Dataset records:

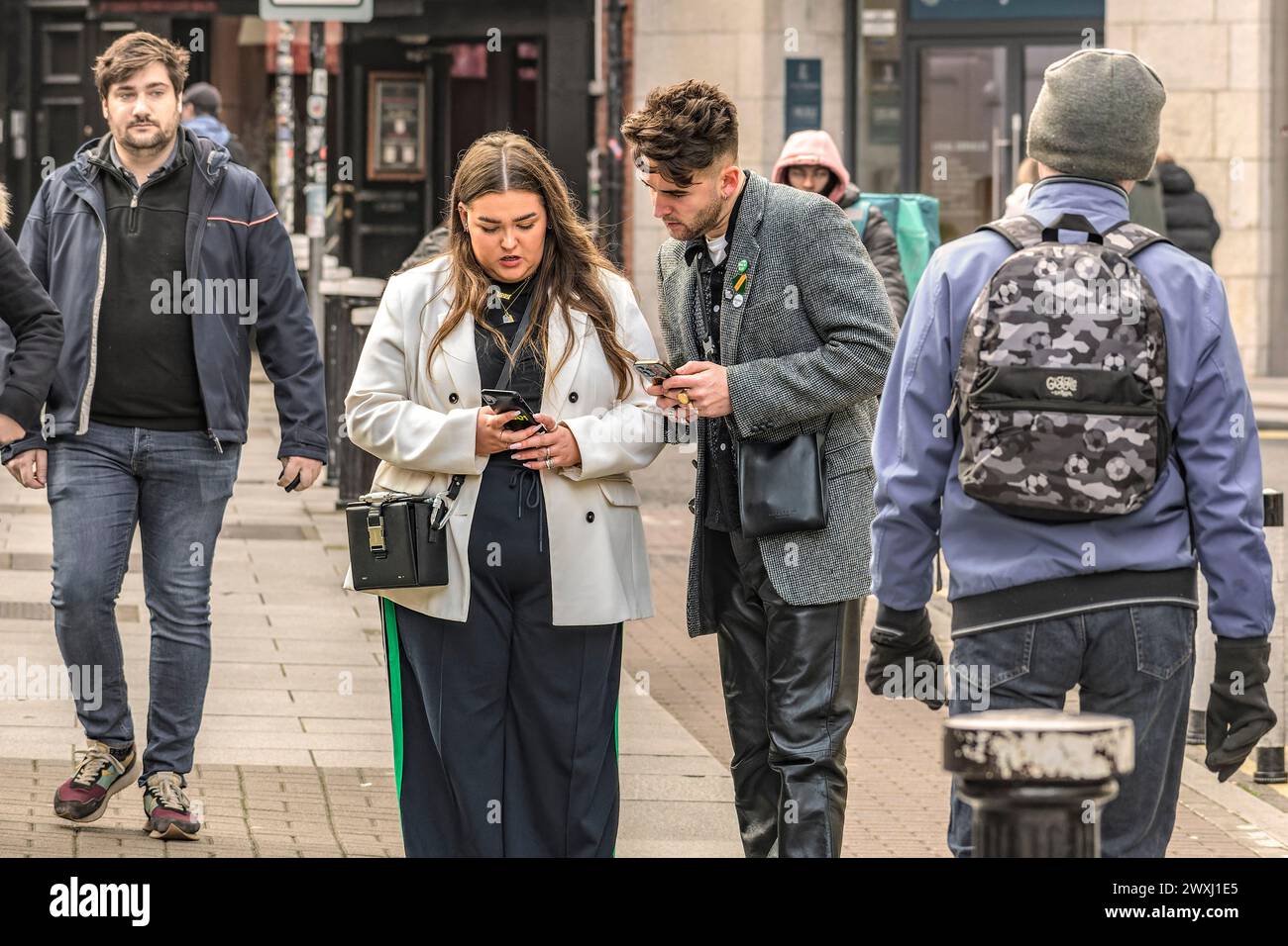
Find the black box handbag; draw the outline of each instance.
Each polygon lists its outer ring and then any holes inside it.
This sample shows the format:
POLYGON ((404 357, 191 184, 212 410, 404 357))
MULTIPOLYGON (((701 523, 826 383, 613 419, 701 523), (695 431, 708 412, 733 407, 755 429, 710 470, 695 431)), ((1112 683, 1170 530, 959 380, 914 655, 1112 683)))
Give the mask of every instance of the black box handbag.
POLYGON ((832 426, 786 440, 738 444, 738 515, 744 535, 806 532, 827 525, 827 454, 832 426))
POLYGON ((344 508, 353 587, 424 588, 447 584, 448 501, 465 478, 437 496, 368 493, 344 508))

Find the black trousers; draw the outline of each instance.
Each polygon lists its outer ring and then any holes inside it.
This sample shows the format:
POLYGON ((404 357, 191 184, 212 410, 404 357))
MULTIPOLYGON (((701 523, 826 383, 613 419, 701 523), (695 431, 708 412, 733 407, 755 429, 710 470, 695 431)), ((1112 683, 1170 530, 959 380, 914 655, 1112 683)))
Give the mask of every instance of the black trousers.
POLYGON ((622 626, 554 627, 540 476, 493 457, 466 622, 383 601, 410 857, 611 857, 622 626))
POLYGON ((743 851, 840 857, 863 600, 787 604, 741 532, 707 529, 703 553, 743 851))

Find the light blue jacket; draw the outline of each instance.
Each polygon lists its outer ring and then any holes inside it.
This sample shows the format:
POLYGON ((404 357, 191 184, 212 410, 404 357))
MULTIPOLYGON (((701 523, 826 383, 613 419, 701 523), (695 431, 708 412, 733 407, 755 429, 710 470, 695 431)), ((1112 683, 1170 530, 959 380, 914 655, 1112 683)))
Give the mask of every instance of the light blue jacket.
MULTIPOLYGON (((1033 188, 1028 212, 1045 224, 1082 214, 1104 230, 1127 219, 1127 197, 1113 184, 1048 178, 1033 188)), ((1081 236, 1063 233, 1061 239, 1081 236)), ((1222 637, 1267 635, 1274 598, 1261 532, 1261 450, 1225 288, 1209 266, 1171 245, 1148 247, 1135 263, 1163 311, 1167 414, 1185 481, 1173 457, 1136 512, 1065 524, 1007 516, 962 492, 960 435, 945 418, 953 372, 971 304, 1011 252, 988 232, 945 245, 908 309, 873 441, 877 600, 899 610, 925 605, 939 547, 949 600, 1090 571, 1193 565, 1193 514, 1212 629, 1222 637), (1094 566, 1086 564, 1088 550, 1094 566)))

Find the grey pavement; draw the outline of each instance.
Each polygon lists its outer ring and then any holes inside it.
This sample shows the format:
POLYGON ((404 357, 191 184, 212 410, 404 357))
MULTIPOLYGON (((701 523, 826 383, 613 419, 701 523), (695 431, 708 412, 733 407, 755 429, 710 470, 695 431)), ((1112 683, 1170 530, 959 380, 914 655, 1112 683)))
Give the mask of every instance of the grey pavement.
MULTIPOLYGON (((348 546, 336 490, 276 485, 272 387, 258 369, 251 412, 215 550, 211 678, 189 775, 205 819, 194 843, 147 838, 133 786, 93 825, 53 815, 54 788, 84 741, 71 700, 48 682, 62 663, 49 510, 43 492, 0 484, 0 674, 10 681, 0 689, 0 856, 402 855, 376 601, 340 587, 348 546)), ((135 538, 117 619, 142 737, 149 632, 139 556, 135 538)), ((618 855, 739 855, 728 771, 629 672, 620 732, 618 855)))

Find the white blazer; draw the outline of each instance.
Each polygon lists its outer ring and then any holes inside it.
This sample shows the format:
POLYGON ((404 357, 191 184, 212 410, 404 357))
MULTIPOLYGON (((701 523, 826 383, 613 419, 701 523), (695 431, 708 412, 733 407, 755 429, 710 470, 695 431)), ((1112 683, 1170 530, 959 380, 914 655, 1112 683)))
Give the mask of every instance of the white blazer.
MULTIPOLYGON (((474 319, 462 318, 428 362, 429 342, 451 302, 451 287, 426 305, 448 281, 451 261, 433 260, 394 275, 362 348, 353 386, 344 400, 349 439, 379 457, 372 492, 428 494, 465 474, 447 519, 446 586, 390 588, 367 593, 388 597, 434 618, 464 622, 470 607, 469 543, 474 502, 488 457, 474 453, 478 409, 483 402, 474 319)), ((631 284, 603 272, 617 337, 636 358, 657 358, 657 346, 631 284)), ((550 366, 563 353, 567 329, 550 313, 550 366)), ((554 624, 616 624, 653 614, 648 550, 640 497, 630 471, 662 450, 654 432, 653 399, 631 371, 627 399, 617 386, 590 317, 569 311, 573 349, 563 368, 547 375, 541 412, 563 421, 577 438, 581 466, 541 470, 550 532, 550 584, 554 624)), ((344 579, 353 588, 353 570, 344 579)))

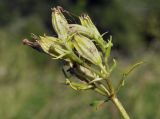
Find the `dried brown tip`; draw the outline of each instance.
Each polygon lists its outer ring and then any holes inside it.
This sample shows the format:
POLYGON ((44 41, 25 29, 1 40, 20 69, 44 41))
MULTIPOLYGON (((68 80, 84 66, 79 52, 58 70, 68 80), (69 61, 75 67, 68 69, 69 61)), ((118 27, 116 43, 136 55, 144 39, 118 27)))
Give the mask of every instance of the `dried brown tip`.
POLYGON ((28 45, 28 46, 30 46, 30 47, 32 47, 33 49, 35 49, 35 50, 37 50, 37 51, 39 51, 39 52, 44 52, 43 50, 42 50, 42 48, 41 48, 41 46, 39 45, 39 43, 38 42, 36 42, 36 41, 29 41, 28 39, 24 39, 23 41, 22 41, 22 43, 24 44, 24 45, 28 45))

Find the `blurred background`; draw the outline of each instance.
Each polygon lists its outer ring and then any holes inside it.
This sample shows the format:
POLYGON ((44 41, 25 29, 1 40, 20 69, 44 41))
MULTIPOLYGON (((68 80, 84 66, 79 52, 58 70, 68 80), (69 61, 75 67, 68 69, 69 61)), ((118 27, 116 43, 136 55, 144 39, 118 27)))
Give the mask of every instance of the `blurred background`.
MULTIPOLYGON (((55 35, 51 8, 88 13, 101 33, 113 35, 117 82, 129 66, 119 98, 132 119, 160 119, 160 0, 0 0, 0 119, 120 119, 103 97, 63 85, 61 63, 24 46, 30 33, 55 35)), ((107 35, 104 37, 108 37, 107 35)))

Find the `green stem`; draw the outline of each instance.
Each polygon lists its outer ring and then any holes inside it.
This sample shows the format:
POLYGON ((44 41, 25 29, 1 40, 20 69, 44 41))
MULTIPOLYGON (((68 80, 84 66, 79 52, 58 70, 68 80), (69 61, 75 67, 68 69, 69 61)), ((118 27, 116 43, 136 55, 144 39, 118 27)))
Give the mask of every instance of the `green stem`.
POLYGON ((129 115, 127 114, 126 110, 122 106, 121 102, 118 100, 116 96, 111 97, 111 101, 114 103, 114 105, 117 107, 119 110, 121 116, 123 119, 130 119, 129 115))

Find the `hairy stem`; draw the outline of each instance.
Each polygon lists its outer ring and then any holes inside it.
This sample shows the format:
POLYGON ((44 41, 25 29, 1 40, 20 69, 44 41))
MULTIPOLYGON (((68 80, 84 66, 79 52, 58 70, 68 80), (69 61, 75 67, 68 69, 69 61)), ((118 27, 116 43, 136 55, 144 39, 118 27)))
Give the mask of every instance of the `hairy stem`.
POLYGON ((121 102, 118 100, 118 98, 116 96, 111 97, 111 101, 117 107, 117 109, 119 110, 123 119, 130 119, 130 117, 127 114, 126 110, 124 109, 123 105, 121 104, 121 102))

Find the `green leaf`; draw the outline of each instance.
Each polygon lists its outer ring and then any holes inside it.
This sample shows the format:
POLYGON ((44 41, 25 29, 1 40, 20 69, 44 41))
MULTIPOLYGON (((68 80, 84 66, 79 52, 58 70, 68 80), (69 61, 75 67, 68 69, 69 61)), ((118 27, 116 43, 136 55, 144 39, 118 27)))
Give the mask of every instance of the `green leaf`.
POLYGON ((107 100, 95 100, 93 101, 90 106, 92 106, 93 108, 95 108, 96 110, 102 108, 102 106, 104 105, 105 102, 108 102, 109 99, 107 100))

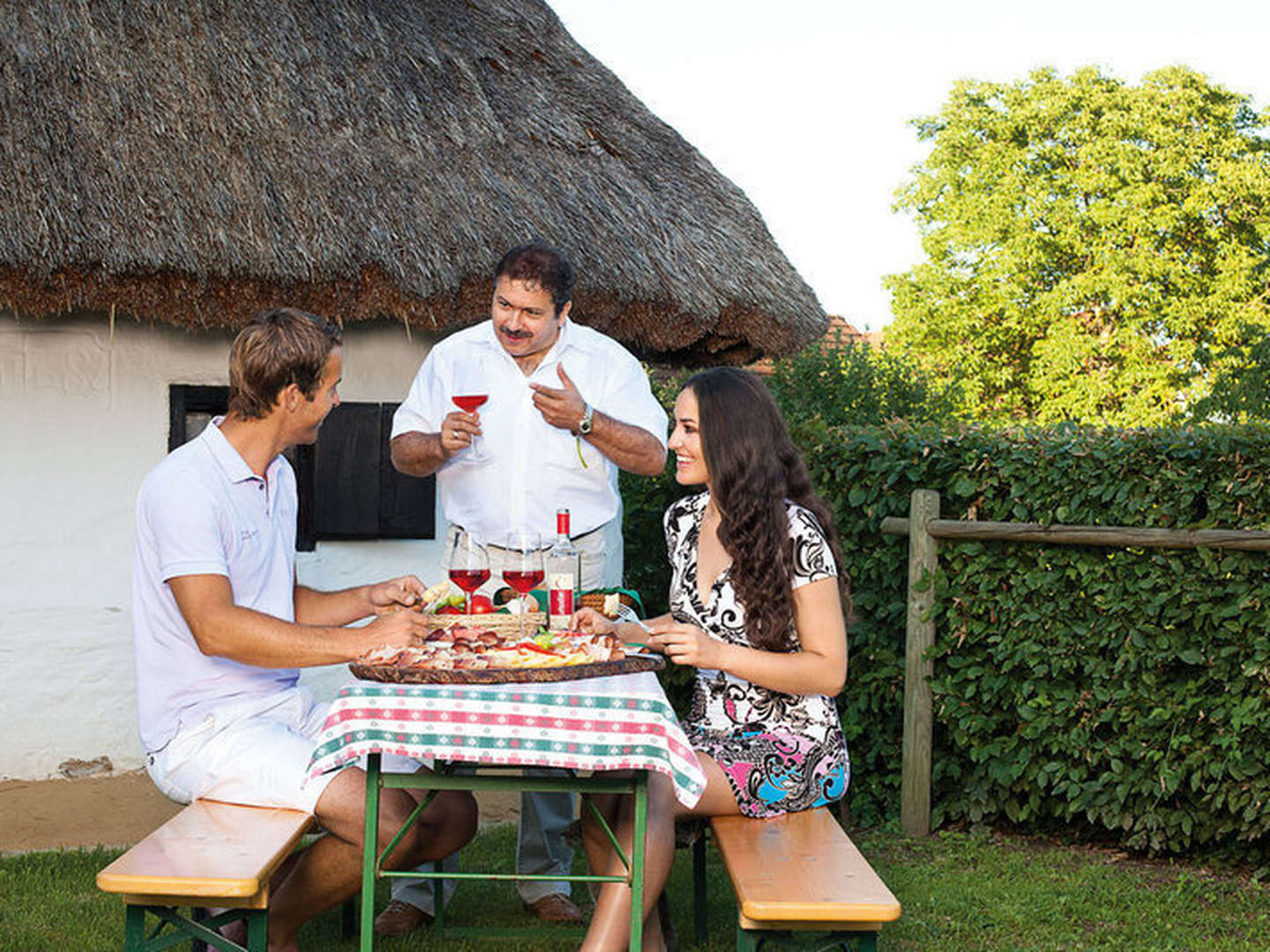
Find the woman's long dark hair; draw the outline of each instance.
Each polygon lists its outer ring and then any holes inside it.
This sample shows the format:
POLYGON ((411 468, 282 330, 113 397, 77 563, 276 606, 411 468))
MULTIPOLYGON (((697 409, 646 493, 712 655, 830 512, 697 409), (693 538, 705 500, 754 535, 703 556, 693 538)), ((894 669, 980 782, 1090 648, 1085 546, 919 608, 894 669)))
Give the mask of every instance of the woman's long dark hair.
POLYGON ((719 541, 732 556, 732 583, 745 609, 751 644, 768 651, 792 647, 794 543, 786 500, 820 523, 838 565, 843 613, 850 593, 829 508, 812 489, 803 457, 766 385, 753 373, 716 367, 685 385, 697 399, 701 453, 719 508, 719 541))

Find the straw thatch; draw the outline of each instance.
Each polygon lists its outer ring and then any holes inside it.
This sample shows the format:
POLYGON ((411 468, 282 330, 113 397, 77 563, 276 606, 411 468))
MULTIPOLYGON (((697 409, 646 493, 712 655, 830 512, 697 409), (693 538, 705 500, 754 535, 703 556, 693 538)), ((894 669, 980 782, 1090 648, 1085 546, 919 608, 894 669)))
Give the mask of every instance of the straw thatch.
POLYGON ((575 314, 739 362, 826 326, 744 194, 536 0, 0 5, 0 307, 237 326, 488 314, 546 237, 575 314))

Short task: Lay out the material from the line containing "Find the straw" through the end of the material as a JSON list of strings, one string per line, leaving out blank lines.

Full solution:
[
  "Find the straw thatch; draw the outline of each instance.",
  "Each polygon lists its outer ring and then any holes inside it.",
  "This sample shows the format:",
  "POLYGON ((411 468, 282 330, 113 397, 77 563, 276 606, 411 468))",
  "MULTIPOLYGON (((697 409, 646 493, 712 655, 830 512, 697 409), (693 538, 705 500, 754 535, 703 556, 693 538)), ((894 669, 980 782, 1090 648, 1085 546, 919 608, 894 669)))",
  "Give the mask of every instance of the straw thatch.",
  "POLYGON ((575 314, 739 362, 826 326, 744 194, 536 0, 0 5, 0 307, 237 326, 488 314, 546 237, 575 314))"
]